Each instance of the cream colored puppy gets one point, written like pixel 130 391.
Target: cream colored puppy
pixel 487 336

####################

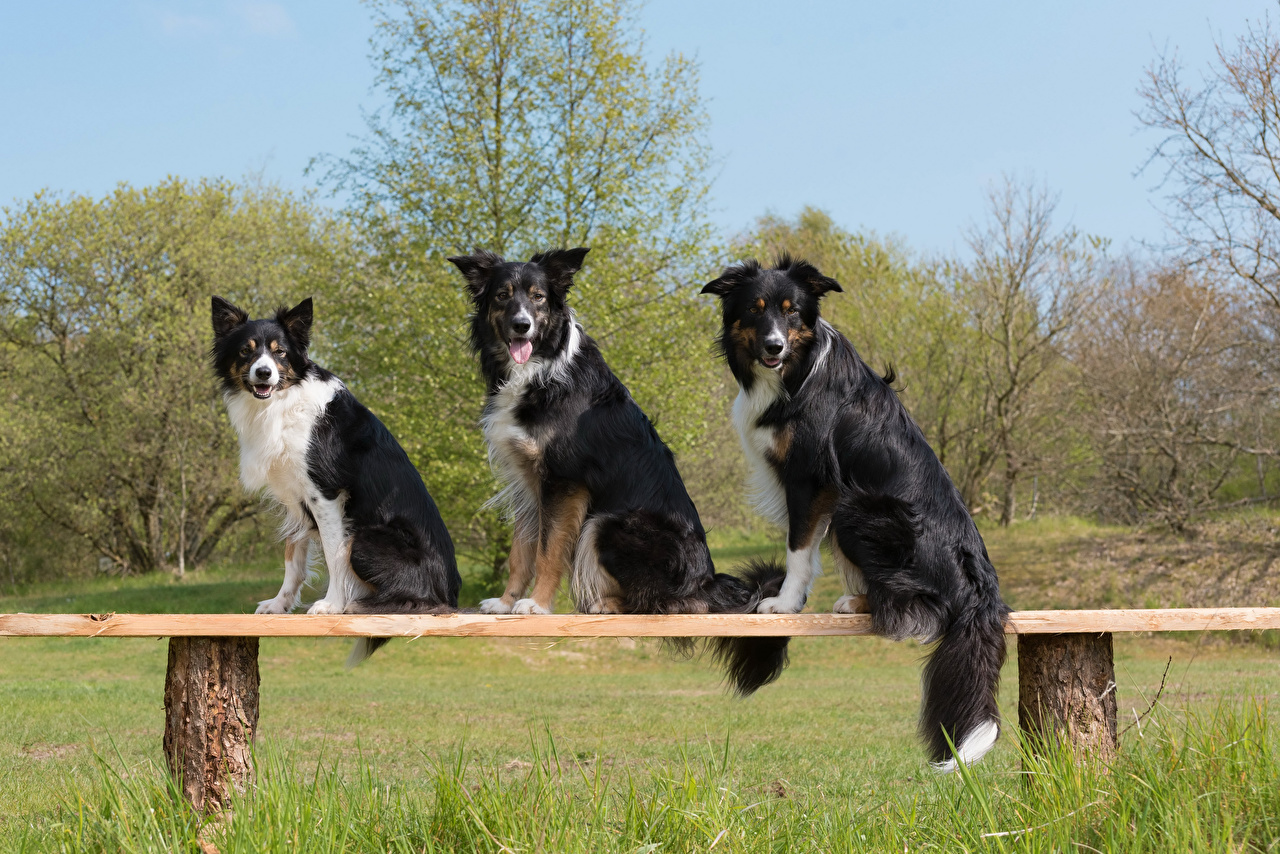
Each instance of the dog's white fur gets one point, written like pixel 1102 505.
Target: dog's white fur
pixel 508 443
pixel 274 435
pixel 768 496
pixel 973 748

####################

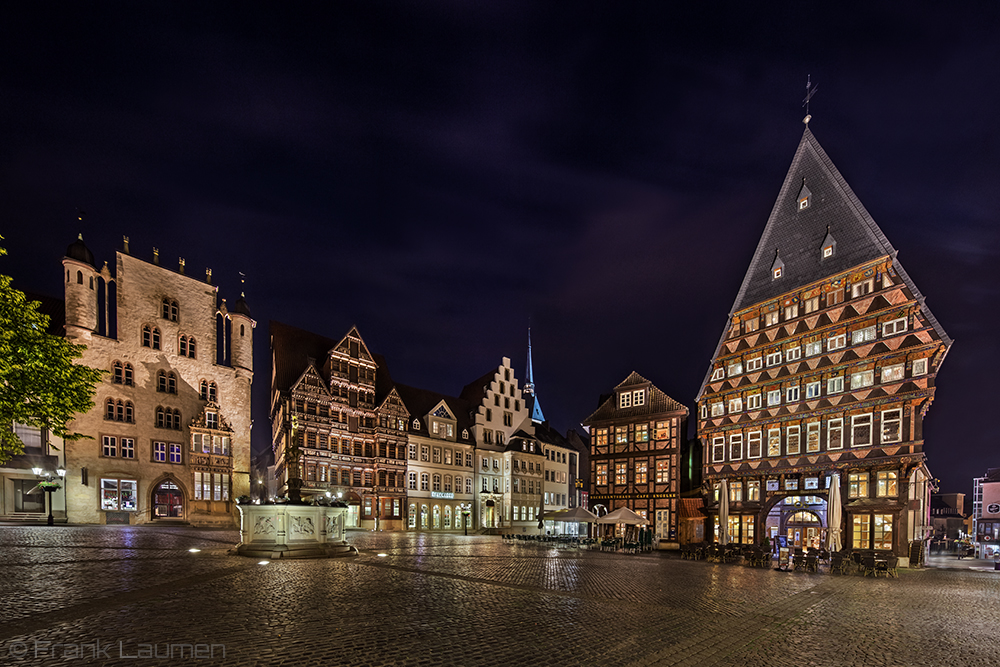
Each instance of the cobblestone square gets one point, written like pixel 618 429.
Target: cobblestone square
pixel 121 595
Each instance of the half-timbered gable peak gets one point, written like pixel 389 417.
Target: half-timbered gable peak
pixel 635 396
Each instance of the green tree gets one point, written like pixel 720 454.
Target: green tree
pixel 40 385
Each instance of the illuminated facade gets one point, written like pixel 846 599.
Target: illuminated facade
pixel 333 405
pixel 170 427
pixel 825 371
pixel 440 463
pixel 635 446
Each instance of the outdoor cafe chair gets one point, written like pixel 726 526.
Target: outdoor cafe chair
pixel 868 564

####################

● **Problem requirements**:
Put the records from the line containing "Each instance of the cream" through the line containing "pixel 487 336", inclusive, into a JSON list of strings, one string per line, leaving out any blank lines.

● **Output**:
[
  "Each instance of the cream colored puppy gets one point, written like pixel 130 391.",
  "Target: cream colored puppy",
  "pixel 487 336"
]